**Job**
The line containing "Reviewer note: check that every instance of the snow covered" marks where to begin; quote it and every line after it through the end of the data, exactly as written.

--- BEGIN Listing ---

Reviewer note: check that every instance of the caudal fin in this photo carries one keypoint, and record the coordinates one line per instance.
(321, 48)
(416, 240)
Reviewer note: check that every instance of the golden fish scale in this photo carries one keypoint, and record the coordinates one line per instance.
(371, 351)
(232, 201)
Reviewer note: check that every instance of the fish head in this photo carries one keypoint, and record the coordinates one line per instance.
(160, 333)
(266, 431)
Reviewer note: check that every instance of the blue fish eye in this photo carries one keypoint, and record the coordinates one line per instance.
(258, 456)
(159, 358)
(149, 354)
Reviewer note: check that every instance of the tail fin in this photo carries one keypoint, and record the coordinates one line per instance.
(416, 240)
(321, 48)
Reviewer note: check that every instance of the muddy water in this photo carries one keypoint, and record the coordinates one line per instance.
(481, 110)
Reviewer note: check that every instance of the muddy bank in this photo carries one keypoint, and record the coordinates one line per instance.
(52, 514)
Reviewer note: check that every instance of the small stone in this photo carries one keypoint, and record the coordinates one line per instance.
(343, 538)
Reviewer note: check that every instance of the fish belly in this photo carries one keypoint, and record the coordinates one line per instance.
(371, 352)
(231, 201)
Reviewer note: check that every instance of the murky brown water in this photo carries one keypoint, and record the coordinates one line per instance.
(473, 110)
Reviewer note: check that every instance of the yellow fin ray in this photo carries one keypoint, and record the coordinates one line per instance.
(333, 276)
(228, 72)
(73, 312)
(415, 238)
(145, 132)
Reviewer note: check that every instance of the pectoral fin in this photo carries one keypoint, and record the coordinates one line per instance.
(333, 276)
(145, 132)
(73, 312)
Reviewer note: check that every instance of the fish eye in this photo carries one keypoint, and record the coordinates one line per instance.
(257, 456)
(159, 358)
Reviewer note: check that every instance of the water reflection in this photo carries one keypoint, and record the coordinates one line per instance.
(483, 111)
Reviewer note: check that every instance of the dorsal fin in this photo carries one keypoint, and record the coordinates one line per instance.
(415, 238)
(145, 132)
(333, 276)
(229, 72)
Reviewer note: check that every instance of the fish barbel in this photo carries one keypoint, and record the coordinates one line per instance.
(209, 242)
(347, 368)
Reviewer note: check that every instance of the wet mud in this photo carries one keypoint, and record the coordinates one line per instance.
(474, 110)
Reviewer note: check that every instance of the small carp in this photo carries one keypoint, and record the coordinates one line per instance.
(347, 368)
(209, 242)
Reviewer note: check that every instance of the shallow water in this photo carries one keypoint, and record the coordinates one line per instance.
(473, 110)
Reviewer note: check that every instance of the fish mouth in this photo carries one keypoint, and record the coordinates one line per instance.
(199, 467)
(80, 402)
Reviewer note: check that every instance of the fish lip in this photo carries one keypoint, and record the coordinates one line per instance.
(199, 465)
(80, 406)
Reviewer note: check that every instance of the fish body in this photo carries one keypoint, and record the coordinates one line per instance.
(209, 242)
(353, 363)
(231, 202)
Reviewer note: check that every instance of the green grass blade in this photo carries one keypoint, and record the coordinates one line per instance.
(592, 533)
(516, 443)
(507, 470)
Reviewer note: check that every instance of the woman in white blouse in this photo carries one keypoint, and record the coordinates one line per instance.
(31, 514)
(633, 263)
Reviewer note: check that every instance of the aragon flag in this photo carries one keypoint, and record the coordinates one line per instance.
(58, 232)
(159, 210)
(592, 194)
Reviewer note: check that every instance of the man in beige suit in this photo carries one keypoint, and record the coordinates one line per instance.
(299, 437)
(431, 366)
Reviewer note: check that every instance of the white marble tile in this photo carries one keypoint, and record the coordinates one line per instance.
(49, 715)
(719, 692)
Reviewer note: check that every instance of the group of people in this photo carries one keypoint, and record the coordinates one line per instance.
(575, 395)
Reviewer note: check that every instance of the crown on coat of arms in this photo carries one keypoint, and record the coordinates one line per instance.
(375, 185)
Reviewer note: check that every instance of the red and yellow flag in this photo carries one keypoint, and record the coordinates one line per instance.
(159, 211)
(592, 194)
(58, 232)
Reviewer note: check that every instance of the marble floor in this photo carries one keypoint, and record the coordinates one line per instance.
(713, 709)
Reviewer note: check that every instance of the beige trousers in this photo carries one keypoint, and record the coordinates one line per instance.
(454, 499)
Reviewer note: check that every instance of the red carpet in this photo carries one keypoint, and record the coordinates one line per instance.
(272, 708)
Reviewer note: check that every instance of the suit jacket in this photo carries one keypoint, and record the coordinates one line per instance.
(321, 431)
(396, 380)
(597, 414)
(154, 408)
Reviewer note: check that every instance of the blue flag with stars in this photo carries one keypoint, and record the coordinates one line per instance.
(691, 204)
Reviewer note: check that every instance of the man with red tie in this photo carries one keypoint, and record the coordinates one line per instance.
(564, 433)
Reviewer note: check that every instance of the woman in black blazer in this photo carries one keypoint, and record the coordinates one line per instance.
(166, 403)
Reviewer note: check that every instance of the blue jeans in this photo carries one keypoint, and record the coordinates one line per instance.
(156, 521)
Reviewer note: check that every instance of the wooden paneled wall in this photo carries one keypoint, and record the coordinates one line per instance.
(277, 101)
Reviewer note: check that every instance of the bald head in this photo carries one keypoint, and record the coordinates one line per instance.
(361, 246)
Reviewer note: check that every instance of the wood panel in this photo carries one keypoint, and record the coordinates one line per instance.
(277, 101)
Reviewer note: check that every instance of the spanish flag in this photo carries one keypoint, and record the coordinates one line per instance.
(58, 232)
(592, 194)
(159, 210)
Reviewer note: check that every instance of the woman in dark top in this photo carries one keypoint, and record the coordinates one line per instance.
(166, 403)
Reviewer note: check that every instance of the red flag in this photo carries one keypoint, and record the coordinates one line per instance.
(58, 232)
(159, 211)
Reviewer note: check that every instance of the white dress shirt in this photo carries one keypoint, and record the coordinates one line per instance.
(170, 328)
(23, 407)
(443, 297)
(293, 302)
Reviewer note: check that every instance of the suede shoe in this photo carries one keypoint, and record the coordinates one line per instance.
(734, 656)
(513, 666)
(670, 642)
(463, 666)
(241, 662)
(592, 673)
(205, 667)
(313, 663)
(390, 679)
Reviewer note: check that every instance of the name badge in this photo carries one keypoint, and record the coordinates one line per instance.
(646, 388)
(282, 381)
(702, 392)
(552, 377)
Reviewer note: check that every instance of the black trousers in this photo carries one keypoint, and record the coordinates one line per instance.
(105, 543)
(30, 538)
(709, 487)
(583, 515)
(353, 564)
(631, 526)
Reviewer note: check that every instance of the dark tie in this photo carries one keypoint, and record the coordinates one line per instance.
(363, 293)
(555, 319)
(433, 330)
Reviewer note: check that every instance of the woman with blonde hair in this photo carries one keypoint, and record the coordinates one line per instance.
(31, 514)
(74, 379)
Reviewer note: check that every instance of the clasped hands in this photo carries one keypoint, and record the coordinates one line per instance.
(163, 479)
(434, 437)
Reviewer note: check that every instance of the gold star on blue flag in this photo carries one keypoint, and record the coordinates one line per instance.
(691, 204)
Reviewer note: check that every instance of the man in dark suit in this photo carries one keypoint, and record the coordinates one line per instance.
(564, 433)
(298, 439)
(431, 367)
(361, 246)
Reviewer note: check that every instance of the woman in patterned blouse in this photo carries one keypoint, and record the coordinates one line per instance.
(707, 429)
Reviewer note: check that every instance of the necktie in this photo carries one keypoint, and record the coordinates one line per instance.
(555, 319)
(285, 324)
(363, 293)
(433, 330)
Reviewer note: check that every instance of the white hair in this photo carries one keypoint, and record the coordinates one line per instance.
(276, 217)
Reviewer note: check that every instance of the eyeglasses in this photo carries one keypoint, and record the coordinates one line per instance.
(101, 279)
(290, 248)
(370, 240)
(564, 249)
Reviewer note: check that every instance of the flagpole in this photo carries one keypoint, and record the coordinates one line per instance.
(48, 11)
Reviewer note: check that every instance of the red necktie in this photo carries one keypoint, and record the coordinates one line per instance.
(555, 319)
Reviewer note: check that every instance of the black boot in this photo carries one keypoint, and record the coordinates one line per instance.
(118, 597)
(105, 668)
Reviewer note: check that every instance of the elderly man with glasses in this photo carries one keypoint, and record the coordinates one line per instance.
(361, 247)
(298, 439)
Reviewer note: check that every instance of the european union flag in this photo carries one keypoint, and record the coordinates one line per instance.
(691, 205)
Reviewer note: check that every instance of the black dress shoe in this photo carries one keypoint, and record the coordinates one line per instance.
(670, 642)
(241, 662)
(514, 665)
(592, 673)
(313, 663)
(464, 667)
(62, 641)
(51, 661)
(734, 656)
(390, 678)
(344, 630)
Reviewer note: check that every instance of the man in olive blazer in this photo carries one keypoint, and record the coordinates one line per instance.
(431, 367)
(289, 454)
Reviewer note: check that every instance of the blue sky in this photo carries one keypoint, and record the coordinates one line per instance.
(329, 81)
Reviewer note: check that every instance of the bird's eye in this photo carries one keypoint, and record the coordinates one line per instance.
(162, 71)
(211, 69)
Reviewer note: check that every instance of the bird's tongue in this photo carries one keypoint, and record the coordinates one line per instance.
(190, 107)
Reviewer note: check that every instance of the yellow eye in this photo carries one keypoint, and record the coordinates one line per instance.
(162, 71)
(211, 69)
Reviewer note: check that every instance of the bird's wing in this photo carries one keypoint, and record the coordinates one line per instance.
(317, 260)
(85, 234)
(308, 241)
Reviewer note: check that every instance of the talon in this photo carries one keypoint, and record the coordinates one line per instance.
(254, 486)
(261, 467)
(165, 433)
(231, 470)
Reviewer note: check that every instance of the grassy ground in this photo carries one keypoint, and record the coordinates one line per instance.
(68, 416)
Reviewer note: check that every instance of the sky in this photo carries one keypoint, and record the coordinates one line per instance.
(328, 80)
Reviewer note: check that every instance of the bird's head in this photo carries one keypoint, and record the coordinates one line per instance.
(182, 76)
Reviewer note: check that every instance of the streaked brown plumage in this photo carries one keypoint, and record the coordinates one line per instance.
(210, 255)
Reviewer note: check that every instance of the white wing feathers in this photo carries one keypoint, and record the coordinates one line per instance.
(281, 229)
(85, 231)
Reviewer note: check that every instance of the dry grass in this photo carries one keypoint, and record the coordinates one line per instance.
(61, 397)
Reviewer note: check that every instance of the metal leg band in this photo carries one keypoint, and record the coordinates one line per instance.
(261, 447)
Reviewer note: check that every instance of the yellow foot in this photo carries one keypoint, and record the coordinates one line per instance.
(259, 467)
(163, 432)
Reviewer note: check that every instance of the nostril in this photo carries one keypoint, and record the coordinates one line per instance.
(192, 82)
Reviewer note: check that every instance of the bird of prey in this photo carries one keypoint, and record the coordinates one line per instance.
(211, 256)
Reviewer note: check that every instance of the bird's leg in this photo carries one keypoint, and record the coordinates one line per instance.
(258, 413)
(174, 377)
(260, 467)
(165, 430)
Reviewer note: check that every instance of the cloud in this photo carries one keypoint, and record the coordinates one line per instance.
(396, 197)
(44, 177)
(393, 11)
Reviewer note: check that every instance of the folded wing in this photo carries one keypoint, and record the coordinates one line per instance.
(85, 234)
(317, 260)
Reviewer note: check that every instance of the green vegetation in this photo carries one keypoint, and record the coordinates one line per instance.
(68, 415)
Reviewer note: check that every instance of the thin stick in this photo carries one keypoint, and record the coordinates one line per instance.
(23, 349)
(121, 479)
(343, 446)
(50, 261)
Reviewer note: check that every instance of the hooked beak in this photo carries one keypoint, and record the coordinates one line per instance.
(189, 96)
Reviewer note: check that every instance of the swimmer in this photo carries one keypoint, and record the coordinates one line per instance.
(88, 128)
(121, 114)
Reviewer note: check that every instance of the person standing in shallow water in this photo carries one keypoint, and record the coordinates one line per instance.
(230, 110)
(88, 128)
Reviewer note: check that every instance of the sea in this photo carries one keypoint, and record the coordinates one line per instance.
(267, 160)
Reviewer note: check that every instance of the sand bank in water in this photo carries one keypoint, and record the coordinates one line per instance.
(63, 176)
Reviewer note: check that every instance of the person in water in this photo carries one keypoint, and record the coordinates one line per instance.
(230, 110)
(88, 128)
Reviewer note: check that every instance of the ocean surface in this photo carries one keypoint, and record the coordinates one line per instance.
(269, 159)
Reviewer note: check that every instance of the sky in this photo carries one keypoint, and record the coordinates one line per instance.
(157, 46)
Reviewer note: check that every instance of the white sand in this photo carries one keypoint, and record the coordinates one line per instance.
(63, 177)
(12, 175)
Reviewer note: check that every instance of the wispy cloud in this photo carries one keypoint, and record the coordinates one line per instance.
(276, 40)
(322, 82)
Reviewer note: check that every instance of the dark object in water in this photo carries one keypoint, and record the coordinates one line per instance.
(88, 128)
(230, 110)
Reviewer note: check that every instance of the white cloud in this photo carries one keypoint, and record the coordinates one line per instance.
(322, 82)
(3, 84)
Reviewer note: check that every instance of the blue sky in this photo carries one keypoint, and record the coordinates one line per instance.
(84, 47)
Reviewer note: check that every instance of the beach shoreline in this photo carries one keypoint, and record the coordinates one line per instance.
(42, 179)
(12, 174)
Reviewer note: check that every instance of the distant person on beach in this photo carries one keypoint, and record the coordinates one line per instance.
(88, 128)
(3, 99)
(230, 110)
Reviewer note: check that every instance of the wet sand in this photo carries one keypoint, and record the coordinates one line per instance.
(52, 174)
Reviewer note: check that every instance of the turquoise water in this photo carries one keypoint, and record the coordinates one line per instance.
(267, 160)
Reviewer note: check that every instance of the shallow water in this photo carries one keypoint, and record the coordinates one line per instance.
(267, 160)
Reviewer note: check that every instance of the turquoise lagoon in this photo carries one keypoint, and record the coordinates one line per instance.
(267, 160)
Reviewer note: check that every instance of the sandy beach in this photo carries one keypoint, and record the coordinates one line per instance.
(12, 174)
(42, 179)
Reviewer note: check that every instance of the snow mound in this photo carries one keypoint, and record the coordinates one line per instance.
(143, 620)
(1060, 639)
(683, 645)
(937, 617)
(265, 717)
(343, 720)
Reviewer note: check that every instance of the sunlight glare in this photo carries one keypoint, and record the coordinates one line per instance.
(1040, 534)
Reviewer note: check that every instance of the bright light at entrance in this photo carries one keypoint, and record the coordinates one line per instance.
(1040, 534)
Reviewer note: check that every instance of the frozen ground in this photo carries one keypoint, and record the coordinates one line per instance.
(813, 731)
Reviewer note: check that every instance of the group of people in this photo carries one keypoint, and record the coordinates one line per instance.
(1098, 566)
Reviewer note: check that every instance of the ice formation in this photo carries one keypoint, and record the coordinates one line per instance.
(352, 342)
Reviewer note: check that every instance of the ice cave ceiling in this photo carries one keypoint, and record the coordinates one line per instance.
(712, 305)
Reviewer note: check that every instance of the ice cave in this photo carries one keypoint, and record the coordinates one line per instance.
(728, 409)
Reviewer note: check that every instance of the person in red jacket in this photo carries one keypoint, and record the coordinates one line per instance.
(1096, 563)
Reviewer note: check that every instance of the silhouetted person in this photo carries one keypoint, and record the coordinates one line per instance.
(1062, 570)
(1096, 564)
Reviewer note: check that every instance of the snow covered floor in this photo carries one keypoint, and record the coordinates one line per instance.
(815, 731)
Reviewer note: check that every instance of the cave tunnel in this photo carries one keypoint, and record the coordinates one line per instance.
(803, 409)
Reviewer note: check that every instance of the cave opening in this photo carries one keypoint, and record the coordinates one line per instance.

--- END Listing ---

**Right answer**
Reviewer note: check that every instance of the snow covered floor in this photo carries one keypoint, and record the coordinates one line per instance.
(815, 731)
Reviewer note: check that every instance of the cave tunnel in this photo carries one keypoint, and record the coordinates one line per instance.
(803, 409)
Reviewer note: check that every instance of the cave opening in this photo carries one keypoint, and record the coordinates one line per instance.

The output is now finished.